*EXTRACT:*
<<<<

The Implantable Telescope Technology is housed in a prosthetic
device composed of three primary components: a fused quartz glass
capsule that contains wide-angle micro-optical elements; a clear
polymethylmethacrylate (PMMA) carrier; and a blue PMMA light
restrictor. The sealed optical component is snap-fitted into the
carrier plate.

VisionCare Corporation announced that they received FDA approval for their Implantable Miniature Telescope (IMT).  This device will be helpful in restoring vision in patients suffering from end stage macular degeneration (AMD).  AMD, a condition that mainly affects older people, damages the
center of the retina (macula) and results in a loss of vision in the
center of the visual field. About 8 million people in the United States
have AMD and nearly 2 million of them already have significant vision
loss, according to the National Eye Institute. AMD can make it
difficult or impossible to recognize faces or perform daily tasks such
as reading or watching television.

Surgically implanted in one eye, the IMT is a small telescope that
replaces the natural lens and provides an image that has been magnified
more than two times. According to the FDA:

The IMT is used in patients ages 75 years and older with stable severe
to profound vision impairment (when vision impairment has not changed
over time) caused by blind spots (bilateral central scotoma) associated
with end-stage AMD. These patients also have evidence of a visually
significant cataract. 

The IMT is available in two models: one that provides 2.2 times
magnification and another 2.7 times magnification. The IMT is designed
to magnify and project images onto a healthy portion of the retina. The
IMT is intended to be implanted in only one eye; the non-implanted eye
is used for peripheral vision.

Patients agree to undergo training with an external telescope with a
low vision specialist prior to implantation to determine whether
adequate improvement in vision with the external telescope can be
obtained and to verify if the patient has adequate peripheral vision in
the eye that would not be implanted. Patients also agree to participate
in a post-operative visual training program.

The Implantable Telescope Technology is housed in a prosthetic
device composed of three primary components: a fused quartz glass
capsule that contains wide-angle micro-optical elements; a clear
polymethylmethacrylate (PMMA) carrier; and a blue PMMA light
restrictor. The sealed optical component is snap-fitted into the
carrier plate.


Diane Sawyer reported on this device on the Nightly News this week.

I was fortunate enough to observe early clinical results of this device several years ago at the annual AAO meeting.  These results were very encouraging at the time, and I have been anxioiusly awaiting its approval.  I look forward to hopefully providing this service to my patients in the near future.

>>>>

*DATASET CONTENT:*
<<<<

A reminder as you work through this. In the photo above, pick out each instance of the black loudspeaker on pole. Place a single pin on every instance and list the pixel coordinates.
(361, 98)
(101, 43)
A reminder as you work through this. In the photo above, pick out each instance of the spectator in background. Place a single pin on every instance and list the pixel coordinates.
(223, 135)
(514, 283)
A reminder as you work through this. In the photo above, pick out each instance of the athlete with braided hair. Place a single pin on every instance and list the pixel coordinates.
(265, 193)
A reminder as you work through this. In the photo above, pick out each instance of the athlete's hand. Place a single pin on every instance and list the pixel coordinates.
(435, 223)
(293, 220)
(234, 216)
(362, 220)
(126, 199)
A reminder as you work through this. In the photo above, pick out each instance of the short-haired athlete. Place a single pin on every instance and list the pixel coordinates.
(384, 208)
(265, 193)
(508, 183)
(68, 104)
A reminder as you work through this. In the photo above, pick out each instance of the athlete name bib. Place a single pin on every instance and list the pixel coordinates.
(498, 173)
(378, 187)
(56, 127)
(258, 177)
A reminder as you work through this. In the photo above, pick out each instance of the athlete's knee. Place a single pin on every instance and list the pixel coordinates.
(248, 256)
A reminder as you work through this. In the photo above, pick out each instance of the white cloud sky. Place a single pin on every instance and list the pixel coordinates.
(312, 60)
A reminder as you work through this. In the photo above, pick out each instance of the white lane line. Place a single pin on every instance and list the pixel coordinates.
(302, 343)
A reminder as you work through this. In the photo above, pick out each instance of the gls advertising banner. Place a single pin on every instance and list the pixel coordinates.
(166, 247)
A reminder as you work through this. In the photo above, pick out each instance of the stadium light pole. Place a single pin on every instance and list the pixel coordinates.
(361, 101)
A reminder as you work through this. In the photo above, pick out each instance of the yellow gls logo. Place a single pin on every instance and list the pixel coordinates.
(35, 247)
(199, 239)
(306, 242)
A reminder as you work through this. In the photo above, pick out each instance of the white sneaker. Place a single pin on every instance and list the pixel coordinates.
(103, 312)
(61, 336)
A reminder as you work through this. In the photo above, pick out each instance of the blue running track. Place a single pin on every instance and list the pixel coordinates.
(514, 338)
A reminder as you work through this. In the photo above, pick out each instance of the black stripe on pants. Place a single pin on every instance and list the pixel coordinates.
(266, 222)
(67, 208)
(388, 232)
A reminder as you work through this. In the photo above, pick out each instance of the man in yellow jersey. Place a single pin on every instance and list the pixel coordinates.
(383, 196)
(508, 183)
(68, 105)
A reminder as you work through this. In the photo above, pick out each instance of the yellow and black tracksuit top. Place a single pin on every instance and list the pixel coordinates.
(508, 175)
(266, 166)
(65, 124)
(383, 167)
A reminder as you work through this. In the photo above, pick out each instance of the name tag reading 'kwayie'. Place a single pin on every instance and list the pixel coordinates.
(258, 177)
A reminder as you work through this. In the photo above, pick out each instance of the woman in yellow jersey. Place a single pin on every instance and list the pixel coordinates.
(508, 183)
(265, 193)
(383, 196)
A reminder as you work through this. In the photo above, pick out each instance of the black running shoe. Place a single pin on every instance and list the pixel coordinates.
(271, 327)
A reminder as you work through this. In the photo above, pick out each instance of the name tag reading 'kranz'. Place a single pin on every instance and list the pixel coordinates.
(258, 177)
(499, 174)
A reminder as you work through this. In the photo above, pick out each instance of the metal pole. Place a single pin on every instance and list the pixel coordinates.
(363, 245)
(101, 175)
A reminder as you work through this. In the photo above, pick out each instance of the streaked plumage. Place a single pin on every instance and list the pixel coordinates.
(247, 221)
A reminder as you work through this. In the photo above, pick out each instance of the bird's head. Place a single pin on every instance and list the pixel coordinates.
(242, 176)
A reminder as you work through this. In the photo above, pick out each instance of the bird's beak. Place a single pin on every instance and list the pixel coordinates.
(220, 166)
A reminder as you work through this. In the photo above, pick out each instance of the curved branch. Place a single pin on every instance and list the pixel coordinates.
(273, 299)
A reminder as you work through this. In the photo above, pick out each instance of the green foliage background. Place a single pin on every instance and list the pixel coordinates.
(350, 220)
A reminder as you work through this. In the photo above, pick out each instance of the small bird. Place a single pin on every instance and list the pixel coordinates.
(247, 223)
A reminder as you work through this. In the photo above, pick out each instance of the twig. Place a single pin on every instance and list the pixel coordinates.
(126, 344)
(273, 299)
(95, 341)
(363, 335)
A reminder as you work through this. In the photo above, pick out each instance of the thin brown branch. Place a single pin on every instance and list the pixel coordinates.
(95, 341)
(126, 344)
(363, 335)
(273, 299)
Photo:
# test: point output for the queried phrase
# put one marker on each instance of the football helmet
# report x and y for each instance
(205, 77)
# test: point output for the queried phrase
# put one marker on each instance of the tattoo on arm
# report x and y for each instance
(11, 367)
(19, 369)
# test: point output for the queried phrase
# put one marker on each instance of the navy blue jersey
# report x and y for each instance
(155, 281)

>>>>

Reproduce the passage of the implantable telescope text from "I was fortunate" up to and including "the near future.".

*SOLUTION TO THE EXERCISE:*
I was fortunate enough to observe early clinical results of this device several years ago at the annual AAO meeting.  These results were very encouraging at the time, and I have been anxioiusly awaiting its approval.  I look forward to hopefully providing this service to my patients in the near future.